◆ SHORT TASK ◆
Copy out the listing below with "Query" replaced by "Target" everywhere it occurs, leaving the rest untouched.
------ MATERIAL FOR THIS TASK ------
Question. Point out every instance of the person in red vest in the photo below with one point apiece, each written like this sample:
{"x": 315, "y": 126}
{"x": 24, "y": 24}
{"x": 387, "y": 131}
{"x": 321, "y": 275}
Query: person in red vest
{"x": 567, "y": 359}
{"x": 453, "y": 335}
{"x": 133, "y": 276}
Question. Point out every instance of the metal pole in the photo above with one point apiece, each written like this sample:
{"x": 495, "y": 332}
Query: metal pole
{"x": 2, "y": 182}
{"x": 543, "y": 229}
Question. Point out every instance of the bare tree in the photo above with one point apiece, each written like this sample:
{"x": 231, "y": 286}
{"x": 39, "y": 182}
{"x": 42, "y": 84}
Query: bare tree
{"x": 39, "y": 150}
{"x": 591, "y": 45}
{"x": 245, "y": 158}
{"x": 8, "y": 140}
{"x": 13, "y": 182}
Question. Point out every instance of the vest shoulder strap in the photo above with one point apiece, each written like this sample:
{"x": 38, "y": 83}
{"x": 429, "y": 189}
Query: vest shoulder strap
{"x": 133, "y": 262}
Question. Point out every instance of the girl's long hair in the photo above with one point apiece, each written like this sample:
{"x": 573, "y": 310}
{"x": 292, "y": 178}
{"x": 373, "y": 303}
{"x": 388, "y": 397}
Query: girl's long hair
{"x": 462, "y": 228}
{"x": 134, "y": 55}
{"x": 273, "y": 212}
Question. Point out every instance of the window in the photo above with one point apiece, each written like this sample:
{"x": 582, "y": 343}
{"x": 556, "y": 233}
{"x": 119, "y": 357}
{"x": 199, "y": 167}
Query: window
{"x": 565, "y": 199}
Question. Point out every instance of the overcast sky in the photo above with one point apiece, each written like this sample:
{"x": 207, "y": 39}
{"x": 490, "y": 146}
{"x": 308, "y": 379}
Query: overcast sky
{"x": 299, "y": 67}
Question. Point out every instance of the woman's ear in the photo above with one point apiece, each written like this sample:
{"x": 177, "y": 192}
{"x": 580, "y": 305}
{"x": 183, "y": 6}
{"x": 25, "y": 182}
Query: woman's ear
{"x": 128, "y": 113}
------
◆ CORRECT OUTPUT ◆
Question. Point out every instance of the person in red vest in the photo below with one point apiece, each written like this sample:
{"x": 315, "y": 126}
{"x": 24, "y": 24}
{"x": 387, "y": 131}
{"x": 321, "y": 275}
Target: person in red vest
{"x": 567, "y": 359}
{"x": 453, "y": 335}
{"x": 133, "y": 276}
Question. Point out every instance of the metal pole in the photo above with one point apiece, each written like this sample:
{"x": 495, "y": 332}
Target: metal pole
{"x": 2, "y": 182}
{"x": 543, "y": 229}
Question. Point out every instance of the bare tree in the photo above with one point apiece, each written like this sample:
{"x": 231, "y": 286}
{"x": 39, "y": 182}
{"x": 42, "y": 84}
Target: bare tree
{"x": 39, "y": 150}
{"x": 591, "y": 45}
{"x": 245, "y": 158}
{"x": 8, "y": 140}
{"x": 13, "y": 182}
Question. Point out every instance of the vest shoulder strap in the photo above with one point apiece, each written like this sample:
{"x": 38, "y": 83}
{"x": 429, "y": 189}
Target: vest shoulder strap
{"x": 133, "y": 262}
Question. Point out every instance of the girl's long hair in the photo above with one point apiece, each written like this sample:
{"x": 573, "y": 310}
{"x": 292, "y": 178}
{"x": 373, "y": 303}
{"x": 388, "y": 397}
Target: girl's long hair
{"x": 462, "y": 228}
{"x": 134, "y": 55}
{"x": 273, "y": 212}
Question. Point out every instance of the window in the photo above with one point apiece, each written like this sample:
{"x": 582, "y": 343}
{"x": 556, "y": 233}
{"x": 119, "y": 357}
{"x": 199, "y": 167}
Target: window
{"x": 565, "y": 199}
Question. Point out every instance of the overcast sky in the photo above with one point apiece, each written like this sample:
{"x": 207, "y": 39}
{"x": 490, "y": 146}
{"x": 308, "y": 379}
Target: overcast sky
{"x": 299, "y": 67}
Question. Point out every instance of the woman's ear in the photo above with one point apiece, each written like this sample:
{"x": 177, "y": 192}
{"x": 580, "y": 305}
{"x": 183, "y": 6}
{"x": 25, "y": 182}
Target: woman's ear
{"x": 128, "y": 113}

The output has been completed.